Dokumenttext:
Finnland: Aus für Metamizol
Unter Metamizol werden noch immer Fälle einer Agranulozytose gemeldet. Finnland reagiert – das einzige Metamizol-haltige Arzneimittel soll vom Markt verschwinden. Der pharmazeutische Unternehmer hat die Rücknahme der Zulassung beantragt – aus Sicherheitsgründen.
Agranulozytose und hypotensive Reaktion gehören zu den bekannten schwerwiegenden Nebenwirkungen von Metamizol. Die Indikationen wurden eingeschränkt. Das nicht-opioide Pyrazolonderivat ist nur zur Behandlung von starken Schmerzen zugelassen. Hierzu gehören akute Schmerzen nach Verletzung oder Operation, Schmerzen bei Koliken und Tumorschmerzen. Bei anderen starken akuten oder chronischen Schmerzen darf Metamizol nur angewendet werden, wenn andere therapeutische Maßnahmen nicht angezeigt sind. Außerdem kann der Wirkstoff bei hohem Fieber, das nicht auf andere Maßnahmen anspricht, angewendet werden.
Und doch kommt es immer wieder zu Meldungen einer Agranulozytose. Auf Ersuchen Finnlands hat der Ausschuss für Risikobewertung im Bereich der Pharmakovigilanz (PRAC) der Europäischen Arzneimittelagentur (EMA) ein entsprechendes Verfahren gestartet, das überprüft, ob die bestehenden Maßnahmen zur Minimierung des bekannten Risikos einer Agranulozytose möglicherweise nicht wirksam genug sind.

Deine Aufgabe: Gib aus dem Metamizol-Text alles ab „Agranulozytose und hypotensive“ bis einschließlich „anspricht, angewendet werden.“ Wort für Wort wieder. Die Zeilen haben mit dem Metamizol-Text nichts zu tun.

Vorliegende Zeilen:
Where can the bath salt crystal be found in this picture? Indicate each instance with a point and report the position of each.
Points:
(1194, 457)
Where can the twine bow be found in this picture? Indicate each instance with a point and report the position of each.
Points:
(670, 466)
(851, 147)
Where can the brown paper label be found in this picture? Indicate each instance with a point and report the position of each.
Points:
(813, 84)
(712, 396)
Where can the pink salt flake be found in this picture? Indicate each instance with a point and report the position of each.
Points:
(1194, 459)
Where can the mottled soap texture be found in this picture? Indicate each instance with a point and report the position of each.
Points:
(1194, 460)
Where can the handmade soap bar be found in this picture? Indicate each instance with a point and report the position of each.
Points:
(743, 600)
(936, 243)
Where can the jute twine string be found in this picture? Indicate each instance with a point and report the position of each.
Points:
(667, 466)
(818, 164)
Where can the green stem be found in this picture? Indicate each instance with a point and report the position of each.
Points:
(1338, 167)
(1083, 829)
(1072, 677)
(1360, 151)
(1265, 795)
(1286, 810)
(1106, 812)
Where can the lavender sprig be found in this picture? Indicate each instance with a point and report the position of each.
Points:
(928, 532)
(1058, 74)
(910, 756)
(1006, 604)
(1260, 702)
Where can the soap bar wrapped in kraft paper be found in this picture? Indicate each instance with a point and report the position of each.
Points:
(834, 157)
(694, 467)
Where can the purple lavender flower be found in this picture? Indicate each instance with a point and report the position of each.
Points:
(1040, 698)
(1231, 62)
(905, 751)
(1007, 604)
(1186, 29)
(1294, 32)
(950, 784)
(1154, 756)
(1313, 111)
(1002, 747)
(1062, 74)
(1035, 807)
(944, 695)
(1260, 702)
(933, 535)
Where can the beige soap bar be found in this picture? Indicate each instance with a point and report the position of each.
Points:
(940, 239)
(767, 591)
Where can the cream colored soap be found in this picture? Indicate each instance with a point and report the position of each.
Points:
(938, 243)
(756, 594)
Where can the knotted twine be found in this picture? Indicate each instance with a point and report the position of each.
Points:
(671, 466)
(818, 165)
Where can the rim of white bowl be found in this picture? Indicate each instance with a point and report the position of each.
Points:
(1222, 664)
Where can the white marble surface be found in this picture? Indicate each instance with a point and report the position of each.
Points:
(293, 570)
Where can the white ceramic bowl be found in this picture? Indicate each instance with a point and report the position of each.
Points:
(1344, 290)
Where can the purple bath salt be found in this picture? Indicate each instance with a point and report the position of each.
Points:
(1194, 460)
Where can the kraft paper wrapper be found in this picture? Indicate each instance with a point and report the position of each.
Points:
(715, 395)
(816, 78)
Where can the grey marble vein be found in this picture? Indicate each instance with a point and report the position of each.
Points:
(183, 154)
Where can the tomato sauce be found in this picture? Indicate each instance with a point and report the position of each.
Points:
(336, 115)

Ergebnis:
Agranulozytose und hypotensive Reaktion gehören zu den bekannten schwerwiegenden Nebenwirkungen von Metamizol. Die Indikationen wurden eingeschränkt. Das nicht-opioide Pyrazolonderivat ist nur zur Behandlung von starken Schmerzen zugelassen. Hierzu gehören akute Schmerzen nach Verletzung oder Operation, Schmerzen bei Koliken und Tumorschmerzen. Bei anderen starken akuten oder chronischen Schmerzen darf Metamizol nur angewendet werden, wenn andere therapeutische Maßnahmen nicht angezeigt sind. Außerdem kann der Wirkstoff bei hohem Fieber, das nicht auf andere Maßnahmen anspricht, angewendet werden.